EXERCISE INSTRUCTIONS ▸
Copy out the records below word for word, from the line containing "Can you find the roof" through the line containing "pixel 504 289", and output only those lines.

DATASET ▸
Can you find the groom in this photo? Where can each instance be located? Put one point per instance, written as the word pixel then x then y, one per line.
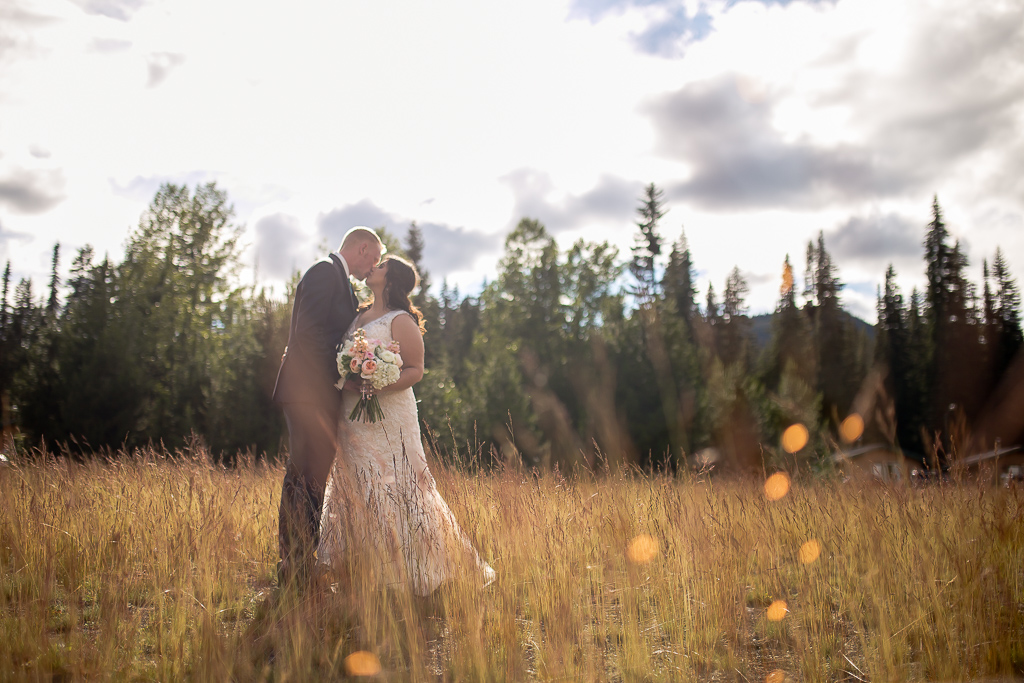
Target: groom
pixel 325 306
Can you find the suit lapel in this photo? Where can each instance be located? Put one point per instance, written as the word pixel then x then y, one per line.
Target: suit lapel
pixel 341 270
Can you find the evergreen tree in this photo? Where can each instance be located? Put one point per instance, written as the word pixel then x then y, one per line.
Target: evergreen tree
pixel 174 281
pixel 678 282
pixel 732 337
pixel 1007 314
pixel 839 373
pixel 791 343
pixel 648 242
pixel 51 304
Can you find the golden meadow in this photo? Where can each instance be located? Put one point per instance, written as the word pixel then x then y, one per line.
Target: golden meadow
pixel 158 566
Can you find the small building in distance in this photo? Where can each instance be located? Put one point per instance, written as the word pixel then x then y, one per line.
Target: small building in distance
pixel 998 467
pixel 875 462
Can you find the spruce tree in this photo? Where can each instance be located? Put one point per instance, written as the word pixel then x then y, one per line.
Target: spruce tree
pixel 678 282
pixel 648 242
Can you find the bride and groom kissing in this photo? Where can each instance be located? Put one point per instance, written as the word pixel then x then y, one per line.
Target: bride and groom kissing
pixel 356 491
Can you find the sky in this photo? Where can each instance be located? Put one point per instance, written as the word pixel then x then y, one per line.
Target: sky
pixel 765 122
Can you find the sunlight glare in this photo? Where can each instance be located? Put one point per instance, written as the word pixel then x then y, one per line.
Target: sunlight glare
pixel 363 664
pixel 795 437
pixel 809 552
pixel 776 610
pixel 642 549
pixel 852 428
pixel 777 485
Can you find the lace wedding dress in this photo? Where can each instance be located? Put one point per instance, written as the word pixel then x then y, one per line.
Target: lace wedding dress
pixel 382 505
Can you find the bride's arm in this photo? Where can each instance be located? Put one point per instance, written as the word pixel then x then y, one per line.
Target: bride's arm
pixel 406 332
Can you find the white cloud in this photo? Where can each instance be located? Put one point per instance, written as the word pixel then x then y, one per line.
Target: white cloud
pixel 776 122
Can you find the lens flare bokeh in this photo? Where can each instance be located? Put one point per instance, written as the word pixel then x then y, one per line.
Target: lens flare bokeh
pixel 363 664
pixel 776 610
pixel 642 549
pixel 777 485
pixel 809 552
pixel 852 428
pixel 795 437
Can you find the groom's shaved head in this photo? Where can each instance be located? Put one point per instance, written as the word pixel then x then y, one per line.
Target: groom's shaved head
pixel 361 249
pixel 358 236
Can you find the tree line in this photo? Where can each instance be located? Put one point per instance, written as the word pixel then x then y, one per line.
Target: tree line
pixel 568 356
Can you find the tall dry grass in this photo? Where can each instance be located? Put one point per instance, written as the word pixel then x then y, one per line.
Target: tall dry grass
pixel 163 567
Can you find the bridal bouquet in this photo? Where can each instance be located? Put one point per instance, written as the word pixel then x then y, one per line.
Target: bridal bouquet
pixel 374 366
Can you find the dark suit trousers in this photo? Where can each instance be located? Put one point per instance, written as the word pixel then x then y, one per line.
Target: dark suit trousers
pixel 313 439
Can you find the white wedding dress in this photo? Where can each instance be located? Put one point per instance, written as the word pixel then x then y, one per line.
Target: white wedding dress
pixel 381 502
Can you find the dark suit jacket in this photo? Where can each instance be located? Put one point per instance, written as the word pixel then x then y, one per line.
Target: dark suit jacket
pixel 325 306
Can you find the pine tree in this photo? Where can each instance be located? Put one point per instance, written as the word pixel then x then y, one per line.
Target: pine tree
pixel 1007 309
pixel 648 242
pixel 51 304
pixel 733 334
pixel 678 282
pixel 414 250
pixel 835 345
pixel 791 342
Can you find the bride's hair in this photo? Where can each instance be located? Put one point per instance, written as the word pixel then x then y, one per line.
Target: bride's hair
pixel 399 281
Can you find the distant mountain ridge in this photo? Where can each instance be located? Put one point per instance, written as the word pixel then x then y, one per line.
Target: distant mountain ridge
pixel 761 327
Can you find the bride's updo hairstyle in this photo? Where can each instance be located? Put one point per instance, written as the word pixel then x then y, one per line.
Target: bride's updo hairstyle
pixel 399 281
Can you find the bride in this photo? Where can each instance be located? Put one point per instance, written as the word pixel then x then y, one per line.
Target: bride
pixel 381 503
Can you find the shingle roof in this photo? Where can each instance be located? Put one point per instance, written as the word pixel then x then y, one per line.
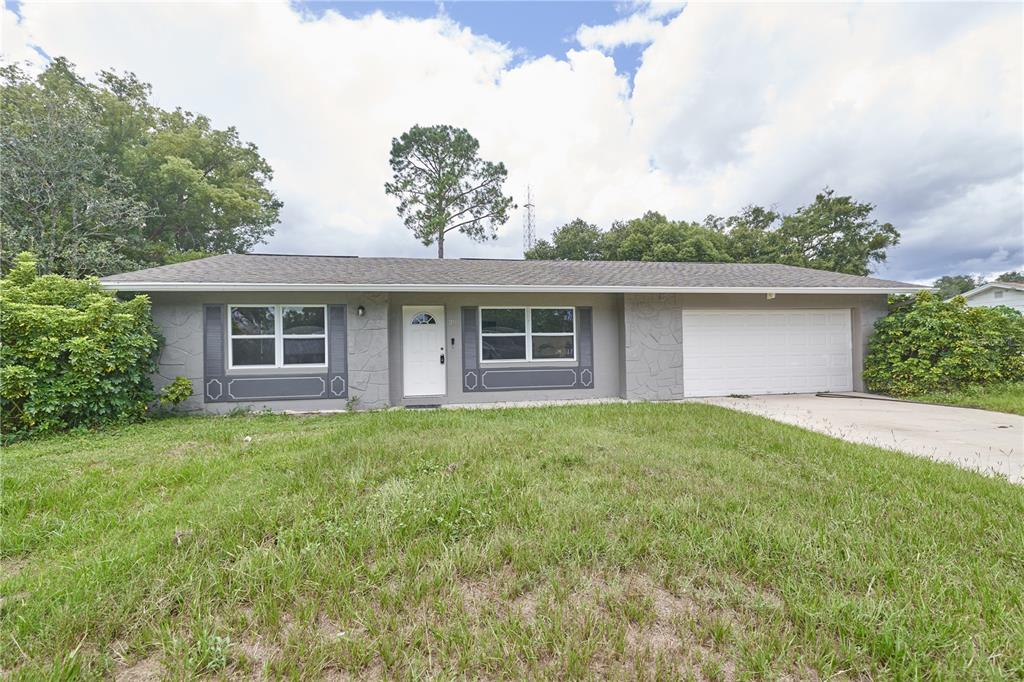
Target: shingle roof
pixel 259 270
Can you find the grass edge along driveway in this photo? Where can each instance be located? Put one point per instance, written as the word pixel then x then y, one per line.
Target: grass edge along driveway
pixel 570 542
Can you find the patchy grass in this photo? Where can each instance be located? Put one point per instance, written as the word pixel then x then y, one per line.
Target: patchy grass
pixel 650 541
pixel 999 397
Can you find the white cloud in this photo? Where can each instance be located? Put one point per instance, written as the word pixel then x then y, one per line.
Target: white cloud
pixel 915 108
pixel 642 25
pixel 635 29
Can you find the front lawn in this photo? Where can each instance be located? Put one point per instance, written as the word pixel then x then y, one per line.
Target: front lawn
pixel 999 397
pixel 593 541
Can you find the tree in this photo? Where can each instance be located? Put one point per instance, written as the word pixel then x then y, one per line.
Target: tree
pixel 835 233
pixel 60 198
pixel 926 344
pixel 752 237
pixel 952 285
pixel 652 237
pixel 442 185
pixel 193 187
pixel 578 240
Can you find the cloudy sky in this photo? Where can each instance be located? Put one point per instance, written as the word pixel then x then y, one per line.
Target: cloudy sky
pixel 606 110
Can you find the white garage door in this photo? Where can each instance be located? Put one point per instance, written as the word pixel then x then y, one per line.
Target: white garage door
pixel 766 351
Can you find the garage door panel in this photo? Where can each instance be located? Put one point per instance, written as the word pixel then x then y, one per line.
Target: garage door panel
pixel 766 351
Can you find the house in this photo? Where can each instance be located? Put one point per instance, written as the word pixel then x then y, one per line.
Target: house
pixel 997 293
pixel 314 332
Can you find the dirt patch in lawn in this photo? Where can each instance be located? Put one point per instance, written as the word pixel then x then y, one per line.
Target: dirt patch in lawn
pixel 144 670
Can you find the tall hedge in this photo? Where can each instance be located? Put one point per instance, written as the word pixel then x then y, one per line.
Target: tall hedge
pixel 71 353
pixel 926 344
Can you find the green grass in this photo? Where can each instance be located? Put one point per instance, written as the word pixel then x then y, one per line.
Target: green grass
pixel 999 397
pixel 622 541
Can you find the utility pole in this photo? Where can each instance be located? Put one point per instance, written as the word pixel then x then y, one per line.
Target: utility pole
pixel 528 223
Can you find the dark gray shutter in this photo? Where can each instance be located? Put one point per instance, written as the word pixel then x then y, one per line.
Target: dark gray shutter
pixel 337 341
pixel 470 353
pixel 585 336
pixel 214 361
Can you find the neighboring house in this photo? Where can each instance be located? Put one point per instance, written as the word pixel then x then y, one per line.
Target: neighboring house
pixel 997 293
pixel 314 332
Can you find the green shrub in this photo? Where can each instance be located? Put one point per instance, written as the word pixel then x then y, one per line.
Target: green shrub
pixel 72 353
pixel 176 392
pixel 927 344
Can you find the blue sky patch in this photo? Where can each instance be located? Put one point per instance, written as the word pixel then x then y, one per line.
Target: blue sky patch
pixel 530 29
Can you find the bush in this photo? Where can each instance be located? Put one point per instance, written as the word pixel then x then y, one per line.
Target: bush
pixel 927 344
pixel 176 392
pixel 73 354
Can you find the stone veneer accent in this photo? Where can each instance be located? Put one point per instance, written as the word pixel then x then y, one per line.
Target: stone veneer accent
pixel 653 356
pixel 368 355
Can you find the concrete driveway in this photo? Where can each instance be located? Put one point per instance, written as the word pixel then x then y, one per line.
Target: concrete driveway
pixel 987 441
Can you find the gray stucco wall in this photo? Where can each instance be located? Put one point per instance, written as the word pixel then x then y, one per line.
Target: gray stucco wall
pixel 180 320
pixel 606 321
pixel 653 333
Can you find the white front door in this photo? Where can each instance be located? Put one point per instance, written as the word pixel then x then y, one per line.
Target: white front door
pixel 766 351
pixel 423 349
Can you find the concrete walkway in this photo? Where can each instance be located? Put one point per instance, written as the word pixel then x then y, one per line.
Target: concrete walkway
pixel 987 441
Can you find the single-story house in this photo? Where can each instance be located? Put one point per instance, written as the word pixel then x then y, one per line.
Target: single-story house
pixel 328 332
pixel 997 293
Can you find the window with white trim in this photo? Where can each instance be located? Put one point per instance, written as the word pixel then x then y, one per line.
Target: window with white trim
pixel 527 334
pixel 266 336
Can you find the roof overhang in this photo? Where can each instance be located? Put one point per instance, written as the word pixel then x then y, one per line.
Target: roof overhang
pixel 504 289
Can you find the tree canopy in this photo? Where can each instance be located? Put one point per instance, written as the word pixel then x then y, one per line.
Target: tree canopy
pixel 951 285
pixel 833 232
pixel 98 179
pixel 442 185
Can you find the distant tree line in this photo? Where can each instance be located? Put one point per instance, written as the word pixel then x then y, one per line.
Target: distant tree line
pixel 951 285
pixel 97 179
pixel 834 232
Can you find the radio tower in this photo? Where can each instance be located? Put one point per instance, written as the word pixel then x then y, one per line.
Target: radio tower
pixel 528 224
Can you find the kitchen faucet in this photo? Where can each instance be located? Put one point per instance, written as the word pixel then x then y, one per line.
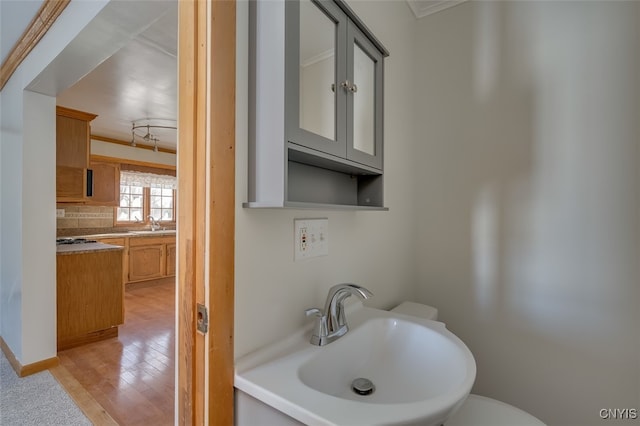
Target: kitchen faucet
pixel 332 324
pixel 155 225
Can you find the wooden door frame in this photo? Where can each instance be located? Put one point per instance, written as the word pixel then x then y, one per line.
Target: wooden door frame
pixel 206 209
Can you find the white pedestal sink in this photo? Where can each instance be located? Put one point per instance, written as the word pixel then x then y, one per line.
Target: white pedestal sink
pixel 421 373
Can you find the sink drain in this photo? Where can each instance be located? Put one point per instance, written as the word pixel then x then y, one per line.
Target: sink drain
pixel 363 386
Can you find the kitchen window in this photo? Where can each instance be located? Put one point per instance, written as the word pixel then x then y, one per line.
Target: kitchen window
pixel 146 194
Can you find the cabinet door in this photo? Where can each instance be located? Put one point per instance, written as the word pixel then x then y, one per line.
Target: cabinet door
pixel 315 101
pixel 72 142
pixel 106 184
pixel 146 262
pixel 171 259
pixel 364 103
pixel 71 183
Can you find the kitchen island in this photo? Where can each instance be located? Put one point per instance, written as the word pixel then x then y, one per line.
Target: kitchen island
pixel 90 293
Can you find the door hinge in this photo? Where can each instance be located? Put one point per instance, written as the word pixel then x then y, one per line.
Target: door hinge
pixel 202 319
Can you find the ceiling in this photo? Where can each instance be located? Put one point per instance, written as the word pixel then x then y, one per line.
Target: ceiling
pixel 139 82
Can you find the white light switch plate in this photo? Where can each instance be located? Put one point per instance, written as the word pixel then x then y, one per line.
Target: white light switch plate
pixel 311 238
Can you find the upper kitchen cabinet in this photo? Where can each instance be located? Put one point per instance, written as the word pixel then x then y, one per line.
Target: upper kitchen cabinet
pixel 316 107
pixel 73 135
pixel 106 183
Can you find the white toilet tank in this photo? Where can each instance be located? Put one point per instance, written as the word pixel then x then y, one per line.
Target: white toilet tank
pixel 477 410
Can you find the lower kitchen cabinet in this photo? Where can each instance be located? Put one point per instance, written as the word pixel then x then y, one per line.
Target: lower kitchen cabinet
pixel 147 257
pixel 171 259
pixel 151 258
pixel 89 296
pixel 146 262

OUTPUT OF THE EXERCISE ▸
Can you find the roof overhang in this photo? Where can each instance be located? Put one point per instance, written as the word pixel then x then y, one per line.
Target: roof overhang
pixel 504 289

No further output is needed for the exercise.